▶ _Supplied passage_
Secondly, there is the question of genre. Despite the normativity of a coincidence of meaning and action, there is always also a perceived interval which allows both science and drama to emerge: I know the salt lay for countless ages in fathoms indifferent to humanity; I know that it is the subject also of superstition and metaphor. So do the gospels ally their narrations more to the side of science or of drama?—given that all human language must ultimately partake of both: event and meaning being originally inseparable. The simple answer 'drama', entirely misses the point of the specific drama which the gospels re-stage. For the entire content of this unique drama is the presentation of a situation in which, for the first time, there is no interval whatsoever between meaning and action. What they seek to present is the logos become flesh: a situation in which the surplus of fictional and metaphoric meaning is here none other than the surplus of unknown consistency and causation. None of Jesus's imaginings are ineffectual, unlike ours; none of his actions lack an infinite depth of meaning. There is no possibility that the consistency and causes of his actions might be meaningless for humanity, since the depth of Jesus is God, the eminent locus of meaning and exemplar for our humanity.

It follows that every claim that the gospels are 'merely legendary' must ironically rebound. For it entirely begs the claim of the gospels to present an absolutely exceptional phenomenon. Normally, a suggestion of fictive drama must count against scientific and historical accuracy, but if (although only if) the gospels presentation of 'Incarnation' is successful, then here alone, where fictionality abounds, historicity must all the more abound. Of course the reverse equally applies.

The implication of this unique state of affairs is that the gospel is immune to an idealist reading. Its meaning is that meaning has sloughed off its fallen impotence and is now fully actual and effective. If Christ be not raised, then our faith is in vain, because the new meanings offered in Christ only have significance (unlike all other meanings) if they are entirely effective. They must have arisen originally as events, indeed as hyper-events that more truly occurred than any other occurrences, else they would have no power now to be effective and to generate the event of reconciliation.

▶ _Stored rows_
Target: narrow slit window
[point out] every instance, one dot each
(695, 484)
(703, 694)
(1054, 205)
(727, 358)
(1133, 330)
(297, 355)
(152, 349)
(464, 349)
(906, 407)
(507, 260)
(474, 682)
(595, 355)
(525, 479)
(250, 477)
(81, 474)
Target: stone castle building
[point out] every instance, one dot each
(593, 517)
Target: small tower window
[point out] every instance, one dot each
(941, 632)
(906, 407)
* * *
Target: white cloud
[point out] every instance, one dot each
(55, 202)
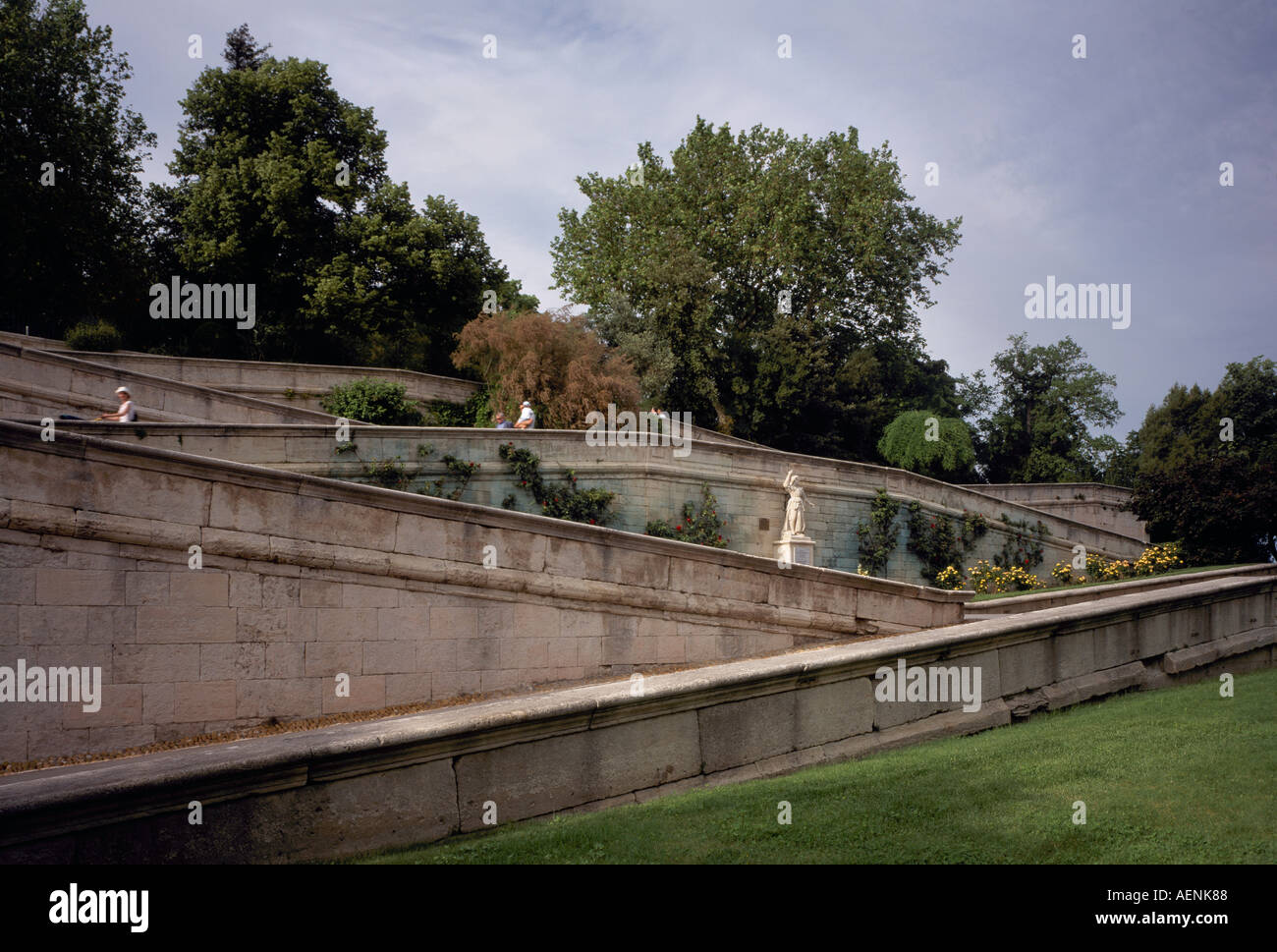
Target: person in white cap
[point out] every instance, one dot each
...
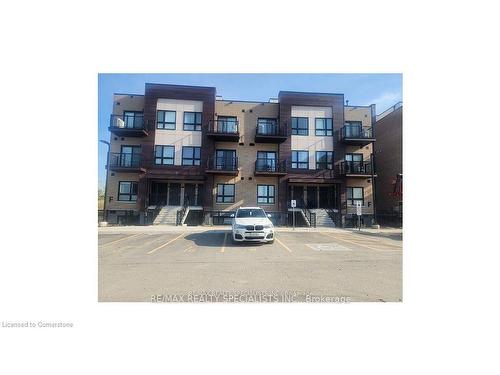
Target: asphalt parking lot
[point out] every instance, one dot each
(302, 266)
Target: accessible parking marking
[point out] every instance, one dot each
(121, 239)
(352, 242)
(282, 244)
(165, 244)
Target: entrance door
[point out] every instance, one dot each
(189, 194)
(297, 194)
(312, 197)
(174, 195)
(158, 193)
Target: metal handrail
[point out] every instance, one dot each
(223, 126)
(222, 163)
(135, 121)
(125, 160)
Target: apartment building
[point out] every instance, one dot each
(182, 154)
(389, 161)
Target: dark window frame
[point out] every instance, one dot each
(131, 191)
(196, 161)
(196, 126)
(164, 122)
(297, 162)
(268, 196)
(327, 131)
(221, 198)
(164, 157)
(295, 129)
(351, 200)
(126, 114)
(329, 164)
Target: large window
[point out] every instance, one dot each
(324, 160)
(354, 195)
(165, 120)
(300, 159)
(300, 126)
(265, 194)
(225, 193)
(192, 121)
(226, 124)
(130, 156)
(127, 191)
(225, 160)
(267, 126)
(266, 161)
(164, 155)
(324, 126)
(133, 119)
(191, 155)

▶ _Written task 1_
Pull out every line of the records that contains the word "parking". Case counts.
▶ _Written task 2_
Carry on the passage about the gospels and the joining of meaning and action, starting right after its last sentence.
The records are unrelated to the text.

▶ _Written answer 1_
Target: asphalt parking lot
Target: accessible parking marking

▶ _Written answer 2_
So theologically speaking, given the second reason, the broad accuracy of the gospels with respect to the passion narratives is not dispensable. But given the first reason, even a secular outlook, besides a theological one, has to be concerned with the active occasioning of new significance. Something must have occurred to create a new exposure of the violence and terror latent in given social and political structures, and to give rise to a new social alternative. I have already tried to show that the alternative 'somethings' of New Testament critics are not adequate to the scale of the new irruption, unlike the gospels own understandings of what this something was.

So let us ask again about the implications of the surface structure of the texts for the interaction of ecclesia with imperium, given that, theologically speaking, these surfaces must be understood as immediately conveying (without the usual interval of suspension of assent) the full depth of actual occurrence.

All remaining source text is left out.